### CONSIGNE ÉCRITE 1
Pouvez-vous extraire mot pour mot, dans l'extrait ci-dessous sur l'acte d'opposition, la partie qui commence par les mots contenant « Acte d'opposition - recevabilité » et se termine par « comportant 21 revendications. » ?
---------- EXTRAIT FOURNI
2. La condition énoncée à la règle 55(c) CBE, selon laquelle l'acte d'opposition doit comporter entre autres "les faits et justifications invoqués à l'appui" des "motifs", n'est remplie que si le contenu de l'acte d'opposition est suffisant pour permettre de comprendre correctement la cause de l'opposant en l'appréciant objectivement.
Acte d'opposition - recevabilité
Notification établie conformément à la règle 57(1) CBE
Contenu suffisant de l'acte d'opposition
Exposé des faits et conclusions
I. La demande de brevet européen n° 79 300 610.7 déposée le 12 avril 1979 et revendiquant la priorité d'une demande antérieure (US 897 963) en date du 19 avril 1978 a donné lieu le 16 février 1983 à la délivrance du brevet européen n° 5033 comportant 21 revendications.
--------------------
---------- LIGNES FOURNIES
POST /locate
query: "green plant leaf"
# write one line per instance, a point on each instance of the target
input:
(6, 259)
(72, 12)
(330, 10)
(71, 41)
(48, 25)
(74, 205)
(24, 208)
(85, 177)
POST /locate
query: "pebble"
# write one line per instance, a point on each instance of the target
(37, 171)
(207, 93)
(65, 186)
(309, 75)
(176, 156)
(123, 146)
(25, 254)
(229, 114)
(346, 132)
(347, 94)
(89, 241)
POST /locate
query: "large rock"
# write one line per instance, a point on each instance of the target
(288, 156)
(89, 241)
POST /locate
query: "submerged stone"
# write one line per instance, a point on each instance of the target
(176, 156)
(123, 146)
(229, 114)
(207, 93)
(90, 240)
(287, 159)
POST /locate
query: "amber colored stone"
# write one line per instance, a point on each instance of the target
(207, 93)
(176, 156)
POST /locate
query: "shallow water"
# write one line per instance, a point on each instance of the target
--------------------
### CONSIGNE ÉCRITE 2
Pouvez-vous relever toutes les lignes ci-dessus qui contiennent le mot « query » ?

### SOLUTION RÉDIGÉE 1
Acte d'opposition - recevabilité
Notification établie conformément à la règle 57(1) CBE
Contenu suffisant de l'acte d'opposition
Exposé des faits et conclusions
I. La demande de brevet européen n° 79 300 610.7 déposée le 12 avril 1979 et revendiquant la priorité d'une demande antérieure (US 897 963) en date du 19 avril 1978 a donné lieu le 16 février 1983 à la délivrance du brevet européen n° 5033 comportant 21 revendications.

### SOLUTION RÉDIGÉE 2
query: "green plant leaf"
query: "pebble"
query: "large rock"
query: "submerged stone"
query: "amber colored stone"
query: "shallow water"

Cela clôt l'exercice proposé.